— begin RECORD EXTRACTS —
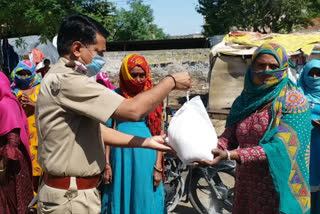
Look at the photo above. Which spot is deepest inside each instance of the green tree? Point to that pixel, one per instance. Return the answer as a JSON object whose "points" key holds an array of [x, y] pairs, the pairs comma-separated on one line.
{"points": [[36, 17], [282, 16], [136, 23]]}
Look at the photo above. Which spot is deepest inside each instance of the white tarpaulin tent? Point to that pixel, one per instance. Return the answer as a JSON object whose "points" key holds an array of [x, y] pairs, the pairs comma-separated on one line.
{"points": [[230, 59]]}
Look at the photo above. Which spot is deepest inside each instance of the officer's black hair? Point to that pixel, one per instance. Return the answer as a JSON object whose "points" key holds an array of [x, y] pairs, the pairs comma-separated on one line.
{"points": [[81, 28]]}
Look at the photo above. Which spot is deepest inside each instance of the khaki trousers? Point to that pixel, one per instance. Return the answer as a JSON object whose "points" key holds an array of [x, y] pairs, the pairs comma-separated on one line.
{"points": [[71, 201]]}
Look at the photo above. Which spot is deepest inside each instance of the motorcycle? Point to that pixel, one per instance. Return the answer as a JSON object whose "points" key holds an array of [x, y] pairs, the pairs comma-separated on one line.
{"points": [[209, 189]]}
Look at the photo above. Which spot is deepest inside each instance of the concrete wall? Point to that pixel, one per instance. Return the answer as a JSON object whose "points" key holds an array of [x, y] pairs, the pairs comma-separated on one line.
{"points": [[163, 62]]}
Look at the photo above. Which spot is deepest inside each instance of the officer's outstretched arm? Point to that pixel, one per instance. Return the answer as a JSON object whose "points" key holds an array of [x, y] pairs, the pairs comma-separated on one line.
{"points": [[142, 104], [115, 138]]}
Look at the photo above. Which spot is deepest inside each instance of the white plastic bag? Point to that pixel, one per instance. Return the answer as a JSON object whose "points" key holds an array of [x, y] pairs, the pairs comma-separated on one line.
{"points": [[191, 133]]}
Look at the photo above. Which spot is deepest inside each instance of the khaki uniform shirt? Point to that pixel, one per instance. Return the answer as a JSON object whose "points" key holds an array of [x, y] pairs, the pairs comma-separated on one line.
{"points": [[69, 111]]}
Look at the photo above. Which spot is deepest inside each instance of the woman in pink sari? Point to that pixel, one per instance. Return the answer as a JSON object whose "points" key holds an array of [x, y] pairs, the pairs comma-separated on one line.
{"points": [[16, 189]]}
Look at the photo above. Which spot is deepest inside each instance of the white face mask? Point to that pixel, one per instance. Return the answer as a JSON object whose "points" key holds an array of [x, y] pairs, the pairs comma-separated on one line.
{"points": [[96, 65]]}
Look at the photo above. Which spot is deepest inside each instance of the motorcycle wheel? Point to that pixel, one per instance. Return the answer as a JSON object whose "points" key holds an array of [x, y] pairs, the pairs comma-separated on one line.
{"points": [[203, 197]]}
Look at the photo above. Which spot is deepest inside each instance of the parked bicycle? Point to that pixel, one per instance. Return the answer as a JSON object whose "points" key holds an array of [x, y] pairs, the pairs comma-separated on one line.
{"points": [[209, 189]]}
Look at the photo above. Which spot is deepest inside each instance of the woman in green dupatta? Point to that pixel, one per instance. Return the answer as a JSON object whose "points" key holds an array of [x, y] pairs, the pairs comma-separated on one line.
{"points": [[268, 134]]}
— end RECORD EXTRACTS —
— begin RECORD EXTRACTS —
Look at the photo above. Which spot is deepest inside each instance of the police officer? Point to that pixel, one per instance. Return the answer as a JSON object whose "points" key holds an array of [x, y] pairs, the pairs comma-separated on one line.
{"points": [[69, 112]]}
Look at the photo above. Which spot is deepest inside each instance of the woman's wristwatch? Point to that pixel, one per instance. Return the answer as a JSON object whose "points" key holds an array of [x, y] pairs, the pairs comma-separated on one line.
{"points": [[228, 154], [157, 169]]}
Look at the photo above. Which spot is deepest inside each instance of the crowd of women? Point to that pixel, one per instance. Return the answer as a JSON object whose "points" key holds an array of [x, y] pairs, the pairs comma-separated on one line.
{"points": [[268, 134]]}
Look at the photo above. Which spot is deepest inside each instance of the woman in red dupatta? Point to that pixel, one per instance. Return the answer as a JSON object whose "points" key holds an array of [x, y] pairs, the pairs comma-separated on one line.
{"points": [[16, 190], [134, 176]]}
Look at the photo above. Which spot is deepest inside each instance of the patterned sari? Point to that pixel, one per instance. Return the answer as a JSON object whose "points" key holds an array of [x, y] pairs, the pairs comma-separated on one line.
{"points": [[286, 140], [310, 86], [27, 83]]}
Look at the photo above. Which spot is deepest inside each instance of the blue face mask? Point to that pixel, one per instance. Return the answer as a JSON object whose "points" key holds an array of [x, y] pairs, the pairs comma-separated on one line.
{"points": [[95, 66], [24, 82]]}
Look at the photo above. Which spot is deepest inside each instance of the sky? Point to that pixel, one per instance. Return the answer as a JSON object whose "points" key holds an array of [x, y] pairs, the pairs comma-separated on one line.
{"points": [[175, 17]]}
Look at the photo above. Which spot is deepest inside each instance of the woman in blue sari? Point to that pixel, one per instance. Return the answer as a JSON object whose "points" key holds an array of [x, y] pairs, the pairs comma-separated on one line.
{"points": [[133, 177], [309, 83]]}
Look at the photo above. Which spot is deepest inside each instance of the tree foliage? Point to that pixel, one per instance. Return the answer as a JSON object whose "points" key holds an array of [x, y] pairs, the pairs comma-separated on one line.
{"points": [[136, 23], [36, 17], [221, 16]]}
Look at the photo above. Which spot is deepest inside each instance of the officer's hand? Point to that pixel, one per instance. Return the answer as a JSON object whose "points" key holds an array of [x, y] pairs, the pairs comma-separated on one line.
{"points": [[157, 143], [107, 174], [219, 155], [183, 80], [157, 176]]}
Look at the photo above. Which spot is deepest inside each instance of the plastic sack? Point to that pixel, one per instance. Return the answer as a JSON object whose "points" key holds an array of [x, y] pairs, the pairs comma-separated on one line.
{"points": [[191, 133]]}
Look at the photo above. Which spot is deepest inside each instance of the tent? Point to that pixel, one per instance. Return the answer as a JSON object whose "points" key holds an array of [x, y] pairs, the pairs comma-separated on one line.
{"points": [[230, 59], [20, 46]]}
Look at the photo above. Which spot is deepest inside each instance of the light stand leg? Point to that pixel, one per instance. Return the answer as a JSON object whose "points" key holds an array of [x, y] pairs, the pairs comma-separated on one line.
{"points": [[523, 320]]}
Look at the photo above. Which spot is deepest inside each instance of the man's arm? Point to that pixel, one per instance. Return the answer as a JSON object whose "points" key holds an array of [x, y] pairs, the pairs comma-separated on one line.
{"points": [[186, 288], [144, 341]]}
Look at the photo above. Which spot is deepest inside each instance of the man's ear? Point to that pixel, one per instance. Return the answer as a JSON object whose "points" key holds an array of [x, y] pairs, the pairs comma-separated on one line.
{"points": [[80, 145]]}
— end RECORD EXTRACTS —
» **WHAT TO WORK ON**
Filter the data above, copying out every line that contains the word "face".

» **EXPECTED OUTPUT**
Look at the photo above. Which spot is deepest inside each instance of the white face mask? Point to that pixel, one per instance. Return the answer as a JSON object whose "points" key holds an array of [x, y] pairs, the pairs comma-separated on one line.
Look at the photo above. Which spot is deepest inside each instance of the blue face mask? Point to that pixel, one per instance. Return the answer as a JSON object whose "points" key holds an array of [x, y] pairs, the pairs comma-separated on one line.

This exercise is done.